Start of Dataset content

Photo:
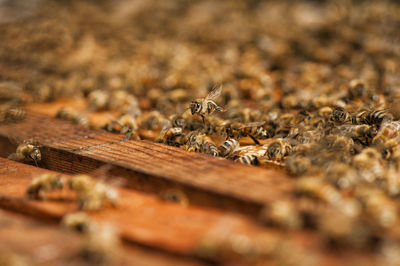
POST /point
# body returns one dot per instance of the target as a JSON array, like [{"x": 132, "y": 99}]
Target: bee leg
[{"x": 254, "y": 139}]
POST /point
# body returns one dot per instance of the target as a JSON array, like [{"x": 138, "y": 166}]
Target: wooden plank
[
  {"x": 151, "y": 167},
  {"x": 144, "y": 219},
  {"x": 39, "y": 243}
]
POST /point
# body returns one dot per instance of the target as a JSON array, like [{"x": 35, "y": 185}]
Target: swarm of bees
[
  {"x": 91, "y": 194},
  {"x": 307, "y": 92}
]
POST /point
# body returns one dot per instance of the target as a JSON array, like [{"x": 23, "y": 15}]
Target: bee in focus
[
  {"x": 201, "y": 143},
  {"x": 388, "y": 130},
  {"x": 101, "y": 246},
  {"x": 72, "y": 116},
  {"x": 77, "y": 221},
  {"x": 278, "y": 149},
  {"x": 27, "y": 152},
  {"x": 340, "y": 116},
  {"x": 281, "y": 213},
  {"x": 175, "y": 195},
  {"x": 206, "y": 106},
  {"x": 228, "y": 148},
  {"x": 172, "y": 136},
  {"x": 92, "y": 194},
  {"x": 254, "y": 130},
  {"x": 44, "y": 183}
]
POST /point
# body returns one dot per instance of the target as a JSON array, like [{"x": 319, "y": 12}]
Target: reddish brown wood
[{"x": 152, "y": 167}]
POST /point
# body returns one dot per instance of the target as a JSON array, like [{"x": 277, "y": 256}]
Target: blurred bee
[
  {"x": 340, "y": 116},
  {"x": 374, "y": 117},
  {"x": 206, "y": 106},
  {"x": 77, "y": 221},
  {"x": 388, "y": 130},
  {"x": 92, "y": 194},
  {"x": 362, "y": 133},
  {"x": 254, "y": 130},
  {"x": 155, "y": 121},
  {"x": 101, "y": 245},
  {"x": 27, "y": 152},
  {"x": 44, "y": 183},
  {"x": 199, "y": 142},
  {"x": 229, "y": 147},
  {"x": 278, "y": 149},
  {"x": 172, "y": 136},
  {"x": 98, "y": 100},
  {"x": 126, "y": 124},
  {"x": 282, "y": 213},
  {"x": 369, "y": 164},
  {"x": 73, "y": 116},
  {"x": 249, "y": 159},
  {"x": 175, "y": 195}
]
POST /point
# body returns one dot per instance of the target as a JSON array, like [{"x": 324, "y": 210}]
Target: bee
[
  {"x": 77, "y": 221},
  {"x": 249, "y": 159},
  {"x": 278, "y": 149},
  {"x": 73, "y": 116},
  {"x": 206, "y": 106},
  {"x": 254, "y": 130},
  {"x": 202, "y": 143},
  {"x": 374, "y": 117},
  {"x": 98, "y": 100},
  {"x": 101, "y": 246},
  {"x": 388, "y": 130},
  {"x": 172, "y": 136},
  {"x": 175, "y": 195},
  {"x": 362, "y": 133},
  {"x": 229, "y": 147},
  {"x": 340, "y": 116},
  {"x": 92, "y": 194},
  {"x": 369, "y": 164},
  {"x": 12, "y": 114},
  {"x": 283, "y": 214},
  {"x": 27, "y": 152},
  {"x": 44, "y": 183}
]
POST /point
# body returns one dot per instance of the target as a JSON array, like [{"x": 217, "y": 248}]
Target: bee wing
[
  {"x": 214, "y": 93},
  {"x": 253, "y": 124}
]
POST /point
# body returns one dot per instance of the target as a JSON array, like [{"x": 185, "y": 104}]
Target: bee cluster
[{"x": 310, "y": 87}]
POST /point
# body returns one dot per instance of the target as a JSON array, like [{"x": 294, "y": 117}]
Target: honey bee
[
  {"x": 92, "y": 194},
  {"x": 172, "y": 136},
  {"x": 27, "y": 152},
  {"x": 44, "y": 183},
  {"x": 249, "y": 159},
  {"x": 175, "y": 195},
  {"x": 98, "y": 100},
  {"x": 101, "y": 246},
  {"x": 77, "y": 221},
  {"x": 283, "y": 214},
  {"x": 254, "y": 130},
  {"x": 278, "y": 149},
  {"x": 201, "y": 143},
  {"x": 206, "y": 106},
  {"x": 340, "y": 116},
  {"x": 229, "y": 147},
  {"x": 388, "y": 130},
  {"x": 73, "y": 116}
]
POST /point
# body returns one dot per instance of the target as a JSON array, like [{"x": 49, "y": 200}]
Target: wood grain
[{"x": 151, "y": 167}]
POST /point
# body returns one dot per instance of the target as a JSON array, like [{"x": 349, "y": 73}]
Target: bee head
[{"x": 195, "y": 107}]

End of Dataset content

### [Problem to solve]
Which lines of the listing above contain the string "array"? Report each of those lines in full, treating uppercase and lowercase as different.

### [Full solution]
# body returns one dot per instance of the target as a JSON array, like [{"x": 132, "y": 99}]
# body returns one dot per instance of the target as a JSON array, like [{"x": 138, "y": 166}]
# body returns one dot per instance of the target as a JSON array, like [{"x": 35, "y": 185}]
# body returns one dot per instance of the target as a JSON array, like [{"x": 23, "y": 15}]
# body returns one dot per instance of the target as a JSON array, like [{"x": 319, "y": 12}]
# body returns one dot per instance of the target as a JSON array, like [{"x": 277, "y": 256}]
# body returns one dot per instance of the target as a JSON array, like [{"x": 324, "y": 210}]
# body returns one dot per instance of the target as a JSON array, like [{"x": 217, "y": 248}]
# body returns one dot per instance of the target as a JSON array, like [{"x": 185, "y": 104}]
# body returns one dot per instance of the target as a JSON array, like [{"x": 294, "y": 117}]
# body returns one dot per instance of the target as a JSON array, like [{"x": 49, "y": 200}]
# body returns one dot per instance of the target as a JSON array, like [{"x": 349, "y": 73}]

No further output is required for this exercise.